Nothing but the lines from the one that contains "If you could tag the rusty" through the end of the listing should appear, set down exactly.
_ _ _ _ _ _ _
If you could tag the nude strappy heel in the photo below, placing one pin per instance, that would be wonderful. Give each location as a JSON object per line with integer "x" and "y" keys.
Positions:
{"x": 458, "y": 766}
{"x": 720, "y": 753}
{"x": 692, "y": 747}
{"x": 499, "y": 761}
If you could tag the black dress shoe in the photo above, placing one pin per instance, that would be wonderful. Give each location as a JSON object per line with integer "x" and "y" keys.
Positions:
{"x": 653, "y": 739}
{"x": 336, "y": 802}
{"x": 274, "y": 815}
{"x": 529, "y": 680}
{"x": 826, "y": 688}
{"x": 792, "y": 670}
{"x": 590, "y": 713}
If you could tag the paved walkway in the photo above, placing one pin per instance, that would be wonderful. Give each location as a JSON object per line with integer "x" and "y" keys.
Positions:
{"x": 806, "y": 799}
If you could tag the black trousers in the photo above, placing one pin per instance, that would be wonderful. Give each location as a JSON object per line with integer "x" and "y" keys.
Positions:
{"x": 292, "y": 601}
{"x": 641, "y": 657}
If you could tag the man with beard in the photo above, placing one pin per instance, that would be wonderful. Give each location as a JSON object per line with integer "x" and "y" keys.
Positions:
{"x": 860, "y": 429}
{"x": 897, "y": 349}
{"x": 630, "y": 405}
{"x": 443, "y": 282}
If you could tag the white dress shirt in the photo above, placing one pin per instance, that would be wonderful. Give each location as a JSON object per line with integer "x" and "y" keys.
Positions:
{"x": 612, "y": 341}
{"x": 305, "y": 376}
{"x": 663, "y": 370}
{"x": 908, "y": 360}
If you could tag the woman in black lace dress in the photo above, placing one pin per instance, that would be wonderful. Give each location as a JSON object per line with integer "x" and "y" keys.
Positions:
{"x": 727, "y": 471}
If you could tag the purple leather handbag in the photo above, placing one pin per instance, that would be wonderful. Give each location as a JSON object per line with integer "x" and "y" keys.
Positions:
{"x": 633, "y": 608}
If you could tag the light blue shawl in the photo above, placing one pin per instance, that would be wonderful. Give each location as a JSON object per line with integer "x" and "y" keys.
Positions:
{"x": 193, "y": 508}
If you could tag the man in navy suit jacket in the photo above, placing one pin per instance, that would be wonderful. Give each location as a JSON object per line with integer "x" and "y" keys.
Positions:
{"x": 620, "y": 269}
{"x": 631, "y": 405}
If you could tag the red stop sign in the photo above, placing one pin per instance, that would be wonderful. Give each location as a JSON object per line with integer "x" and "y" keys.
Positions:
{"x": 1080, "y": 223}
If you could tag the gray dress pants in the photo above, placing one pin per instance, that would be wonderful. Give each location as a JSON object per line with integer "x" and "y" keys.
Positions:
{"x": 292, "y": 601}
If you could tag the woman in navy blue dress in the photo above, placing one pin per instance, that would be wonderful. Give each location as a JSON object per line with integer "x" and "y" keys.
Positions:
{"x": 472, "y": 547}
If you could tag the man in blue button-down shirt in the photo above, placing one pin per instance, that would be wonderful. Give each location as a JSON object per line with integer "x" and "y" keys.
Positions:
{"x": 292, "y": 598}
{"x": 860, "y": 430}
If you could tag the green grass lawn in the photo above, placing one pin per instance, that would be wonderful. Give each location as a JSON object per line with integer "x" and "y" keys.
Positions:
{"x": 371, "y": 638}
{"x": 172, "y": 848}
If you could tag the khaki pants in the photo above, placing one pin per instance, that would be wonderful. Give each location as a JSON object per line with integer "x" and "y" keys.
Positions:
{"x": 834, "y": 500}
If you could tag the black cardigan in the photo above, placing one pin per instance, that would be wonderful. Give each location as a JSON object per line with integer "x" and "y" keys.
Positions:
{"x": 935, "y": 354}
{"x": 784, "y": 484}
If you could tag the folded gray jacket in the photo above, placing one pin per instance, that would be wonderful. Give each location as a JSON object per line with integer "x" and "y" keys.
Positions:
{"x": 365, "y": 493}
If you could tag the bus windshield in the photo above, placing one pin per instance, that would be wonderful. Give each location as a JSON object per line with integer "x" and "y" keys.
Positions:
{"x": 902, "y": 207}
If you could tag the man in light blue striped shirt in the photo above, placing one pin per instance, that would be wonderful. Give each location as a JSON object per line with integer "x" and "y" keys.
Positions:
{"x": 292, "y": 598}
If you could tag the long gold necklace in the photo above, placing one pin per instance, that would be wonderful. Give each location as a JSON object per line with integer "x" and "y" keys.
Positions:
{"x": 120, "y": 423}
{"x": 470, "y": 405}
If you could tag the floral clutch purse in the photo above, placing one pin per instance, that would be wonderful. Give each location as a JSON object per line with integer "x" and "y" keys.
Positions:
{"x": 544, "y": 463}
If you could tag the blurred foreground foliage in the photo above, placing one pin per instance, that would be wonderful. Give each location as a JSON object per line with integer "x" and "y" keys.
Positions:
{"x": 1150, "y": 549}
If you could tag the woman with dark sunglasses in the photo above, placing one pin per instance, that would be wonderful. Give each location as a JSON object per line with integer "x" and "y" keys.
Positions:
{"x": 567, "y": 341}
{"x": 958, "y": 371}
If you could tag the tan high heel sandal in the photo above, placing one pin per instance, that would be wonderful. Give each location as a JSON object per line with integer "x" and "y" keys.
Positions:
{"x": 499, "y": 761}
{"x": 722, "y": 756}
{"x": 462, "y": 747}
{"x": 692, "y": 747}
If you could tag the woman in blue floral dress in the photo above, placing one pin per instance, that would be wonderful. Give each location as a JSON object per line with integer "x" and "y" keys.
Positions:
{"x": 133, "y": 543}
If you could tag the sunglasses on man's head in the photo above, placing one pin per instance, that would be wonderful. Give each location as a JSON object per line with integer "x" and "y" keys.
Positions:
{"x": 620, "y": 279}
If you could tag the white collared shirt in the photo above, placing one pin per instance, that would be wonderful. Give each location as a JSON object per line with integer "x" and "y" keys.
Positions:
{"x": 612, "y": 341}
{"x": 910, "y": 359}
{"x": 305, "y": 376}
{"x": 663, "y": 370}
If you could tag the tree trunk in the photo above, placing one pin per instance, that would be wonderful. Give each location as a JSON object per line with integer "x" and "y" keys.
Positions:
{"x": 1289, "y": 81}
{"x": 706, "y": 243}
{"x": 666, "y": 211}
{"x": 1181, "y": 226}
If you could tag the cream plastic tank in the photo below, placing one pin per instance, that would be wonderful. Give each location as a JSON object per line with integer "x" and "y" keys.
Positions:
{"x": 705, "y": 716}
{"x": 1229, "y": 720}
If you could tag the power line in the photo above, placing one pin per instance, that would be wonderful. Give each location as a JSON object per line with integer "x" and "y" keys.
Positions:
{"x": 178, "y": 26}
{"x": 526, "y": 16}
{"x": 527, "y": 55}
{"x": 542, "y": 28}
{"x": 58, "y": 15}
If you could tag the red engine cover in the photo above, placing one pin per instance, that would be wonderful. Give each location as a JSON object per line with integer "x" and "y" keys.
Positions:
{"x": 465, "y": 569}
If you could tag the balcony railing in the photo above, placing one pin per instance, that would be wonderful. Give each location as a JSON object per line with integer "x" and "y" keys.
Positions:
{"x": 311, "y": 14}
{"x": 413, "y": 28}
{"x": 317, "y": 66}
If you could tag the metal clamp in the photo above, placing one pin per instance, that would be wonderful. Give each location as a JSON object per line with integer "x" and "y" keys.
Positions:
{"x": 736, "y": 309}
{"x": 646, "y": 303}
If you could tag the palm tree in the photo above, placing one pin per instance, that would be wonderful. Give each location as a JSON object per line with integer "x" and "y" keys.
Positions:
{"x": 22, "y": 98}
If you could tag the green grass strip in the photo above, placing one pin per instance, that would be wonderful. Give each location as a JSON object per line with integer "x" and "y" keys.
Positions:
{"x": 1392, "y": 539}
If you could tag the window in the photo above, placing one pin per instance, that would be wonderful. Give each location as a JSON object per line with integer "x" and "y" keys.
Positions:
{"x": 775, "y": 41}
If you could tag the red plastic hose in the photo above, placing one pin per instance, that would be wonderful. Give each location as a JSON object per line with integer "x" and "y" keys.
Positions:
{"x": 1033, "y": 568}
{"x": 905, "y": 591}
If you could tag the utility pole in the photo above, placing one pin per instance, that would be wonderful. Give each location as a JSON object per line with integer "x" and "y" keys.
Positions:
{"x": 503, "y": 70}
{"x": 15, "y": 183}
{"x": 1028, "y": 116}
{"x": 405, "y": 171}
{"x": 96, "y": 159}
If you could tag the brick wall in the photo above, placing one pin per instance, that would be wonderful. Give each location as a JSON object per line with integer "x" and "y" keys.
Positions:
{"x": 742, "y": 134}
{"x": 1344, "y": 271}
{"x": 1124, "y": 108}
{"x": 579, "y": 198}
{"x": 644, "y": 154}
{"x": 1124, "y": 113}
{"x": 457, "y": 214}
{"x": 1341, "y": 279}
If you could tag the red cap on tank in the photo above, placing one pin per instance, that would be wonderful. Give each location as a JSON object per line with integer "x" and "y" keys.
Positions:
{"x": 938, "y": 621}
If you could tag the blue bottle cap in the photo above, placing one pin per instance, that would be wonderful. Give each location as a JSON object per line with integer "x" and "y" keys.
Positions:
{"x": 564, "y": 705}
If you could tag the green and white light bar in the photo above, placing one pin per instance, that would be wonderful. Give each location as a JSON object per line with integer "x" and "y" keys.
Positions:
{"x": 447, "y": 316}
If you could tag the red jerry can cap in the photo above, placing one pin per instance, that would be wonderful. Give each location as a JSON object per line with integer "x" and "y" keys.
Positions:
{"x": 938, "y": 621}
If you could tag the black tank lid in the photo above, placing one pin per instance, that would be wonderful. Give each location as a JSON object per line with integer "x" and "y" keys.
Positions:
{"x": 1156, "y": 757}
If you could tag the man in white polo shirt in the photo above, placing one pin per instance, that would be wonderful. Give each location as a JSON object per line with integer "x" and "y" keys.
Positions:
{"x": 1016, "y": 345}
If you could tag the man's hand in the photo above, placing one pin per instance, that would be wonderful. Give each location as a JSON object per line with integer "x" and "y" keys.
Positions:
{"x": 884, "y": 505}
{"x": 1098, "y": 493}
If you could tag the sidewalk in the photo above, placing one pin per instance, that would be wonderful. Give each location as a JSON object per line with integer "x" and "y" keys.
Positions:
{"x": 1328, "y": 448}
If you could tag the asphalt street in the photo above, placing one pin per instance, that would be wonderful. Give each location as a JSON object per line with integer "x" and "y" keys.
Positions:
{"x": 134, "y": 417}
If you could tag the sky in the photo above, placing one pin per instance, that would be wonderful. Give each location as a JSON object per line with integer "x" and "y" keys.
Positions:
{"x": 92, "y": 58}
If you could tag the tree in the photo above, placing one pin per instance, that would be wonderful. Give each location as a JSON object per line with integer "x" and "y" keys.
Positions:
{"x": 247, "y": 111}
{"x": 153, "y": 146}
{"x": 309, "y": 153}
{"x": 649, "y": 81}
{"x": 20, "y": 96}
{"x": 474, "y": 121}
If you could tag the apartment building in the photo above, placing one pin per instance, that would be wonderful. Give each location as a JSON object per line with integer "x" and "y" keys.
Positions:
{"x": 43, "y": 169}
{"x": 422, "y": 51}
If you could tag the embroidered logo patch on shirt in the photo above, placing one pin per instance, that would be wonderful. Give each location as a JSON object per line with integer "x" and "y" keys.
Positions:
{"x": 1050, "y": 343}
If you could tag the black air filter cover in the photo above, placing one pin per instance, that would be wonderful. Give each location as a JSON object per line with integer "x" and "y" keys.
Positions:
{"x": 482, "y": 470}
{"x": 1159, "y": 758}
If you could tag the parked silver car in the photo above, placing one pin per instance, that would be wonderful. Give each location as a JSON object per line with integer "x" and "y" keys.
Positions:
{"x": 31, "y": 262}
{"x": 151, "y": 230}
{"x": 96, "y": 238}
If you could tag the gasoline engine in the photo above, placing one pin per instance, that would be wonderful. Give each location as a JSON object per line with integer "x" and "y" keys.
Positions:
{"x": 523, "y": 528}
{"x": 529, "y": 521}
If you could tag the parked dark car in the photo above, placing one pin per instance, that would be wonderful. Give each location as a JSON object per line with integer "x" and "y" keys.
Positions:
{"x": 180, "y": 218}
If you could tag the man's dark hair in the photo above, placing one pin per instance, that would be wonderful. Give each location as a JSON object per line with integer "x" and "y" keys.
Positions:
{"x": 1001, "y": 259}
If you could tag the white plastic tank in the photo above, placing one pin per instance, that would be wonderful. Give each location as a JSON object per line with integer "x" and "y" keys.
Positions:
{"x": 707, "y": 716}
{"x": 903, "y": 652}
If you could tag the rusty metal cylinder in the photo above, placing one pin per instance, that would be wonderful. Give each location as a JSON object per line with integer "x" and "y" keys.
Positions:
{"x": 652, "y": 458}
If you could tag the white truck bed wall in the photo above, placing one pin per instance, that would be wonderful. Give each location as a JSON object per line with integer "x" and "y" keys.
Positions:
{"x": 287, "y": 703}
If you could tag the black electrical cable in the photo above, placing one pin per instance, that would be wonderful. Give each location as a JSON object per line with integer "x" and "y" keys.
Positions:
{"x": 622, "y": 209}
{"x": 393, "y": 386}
_ _ _ _ _ _ _
◆ **Task answer**
If you could tag the rusty metal cylinder in the photo above, placing one pin per instance, that would be wonderful. Give each location as a JSON object per line with integer "x" and "y" keys.
Positions:
{"x": 652, "y": 458}
If you could tag the white truck bed wall in the photo above, placing one pin per instance, that would be wonderful. Give each location as a JSON object per line with integer "x" and "y" keys.
Positions:
{"x": 287, "y": 703}
If you could tag the black electrical cable in the photo above, placing one pin per instance, that would be wonderful. Give each location as a JSON object per line with integer "x" and "y" keys.
Positions:
{"x": 622, "y": 209}
{"x": 393, "y": 386}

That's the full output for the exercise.